TASK STATEMENT: Duplicate every line of the material below, word for word and in its original order.

Entries on locating named things
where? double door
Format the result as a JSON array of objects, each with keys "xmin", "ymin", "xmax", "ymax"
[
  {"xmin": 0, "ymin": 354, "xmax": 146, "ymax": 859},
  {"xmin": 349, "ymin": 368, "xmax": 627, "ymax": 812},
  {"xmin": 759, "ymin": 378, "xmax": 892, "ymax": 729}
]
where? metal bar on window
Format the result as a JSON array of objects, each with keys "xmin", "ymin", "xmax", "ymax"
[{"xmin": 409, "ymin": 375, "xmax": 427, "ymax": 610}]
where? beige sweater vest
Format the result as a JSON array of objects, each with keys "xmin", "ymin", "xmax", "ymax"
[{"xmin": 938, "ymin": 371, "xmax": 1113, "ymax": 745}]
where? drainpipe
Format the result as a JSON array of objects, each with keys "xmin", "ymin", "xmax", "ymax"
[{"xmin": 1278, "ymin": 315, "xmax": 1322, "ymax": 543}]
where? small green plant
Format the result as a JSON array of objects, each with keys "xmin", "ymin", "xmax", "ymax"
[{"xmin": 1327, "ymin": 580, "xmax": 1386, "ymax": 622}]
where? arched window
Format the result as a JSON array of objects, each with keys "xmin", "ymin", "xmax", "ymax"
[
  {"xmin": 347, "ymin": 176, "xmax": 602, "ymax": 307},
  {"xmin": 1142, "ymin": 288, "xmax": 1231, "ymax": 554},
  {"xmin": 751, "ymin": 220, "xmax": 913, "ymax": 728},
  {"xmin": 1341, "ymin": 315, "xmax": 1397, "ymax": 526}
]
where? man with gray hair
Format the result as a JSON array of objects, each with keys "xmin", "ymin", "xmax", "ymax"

ANSWER TO THIS PROBLEM:
where? double door
Format the result as a JSON array of objects, each with keys "xmin", "ymin", "xmax", "ymax"
[
  {"xmin": 0, "ymin": 354, "xmax": 146, "ymax": 859},
  {"xmin": 349, "ymin": 368, "xmax": 627, "ymax": 812},
  {"xmin": 759, "ymin": 378, "xmax": 892, "ymax": 729}
]
where? metal bar on window
Format the result as a JSON array of objects, each with keys "xmin", "ymin", "xmax", "ymax"
[{"xmin": 409, "ymin": 375, "xmax": 427, "ymax": 610}]
where? beige sweater vest
Format the result as a JSON array of objects, each with keys "xmin", "ymin", "xmax", "ymax"
[{"xmin": 938, "ymin": 371, "xmax": 1113, "ymax": 745}]
where? drainpipe
Format the result as a JSON array of objects, each with keys "xmin", "ymin", "xmax", "ymax"
[{"xmin": 1278, "ymin": 315, "xmax": 1322, "ymax": 543}]
where? small green plant
Format the result as a JSON array of objects, each with keys "xmin", "ymin", "xmax", "ymax"
[{"xmin": 1327, "ymin": 580, "xmax": 1386, "ymax": 622}]
where? arched window
Format the result as a JSON array of objects, each with keys "xmin", "ymin", "xmax", "ymax"
[
  {"xmin": 347, "ymin": 176, "xmax": 602, "ymax": 307},
  {"xmin": 1142, "ymin": 288, "xmax": 1231, "ymax": 554},
  {"xmin": 751, "ymin": 220, "xmax": 913, "ymax": 728},
  {"xmin": 1341, "ymin": 315, "xmax": 1397, "ymax": 526}
]
where? man with gray hair
Format the result as a JSON array of objects, each with keys "xmin", "ymin", "xmax", "ymax"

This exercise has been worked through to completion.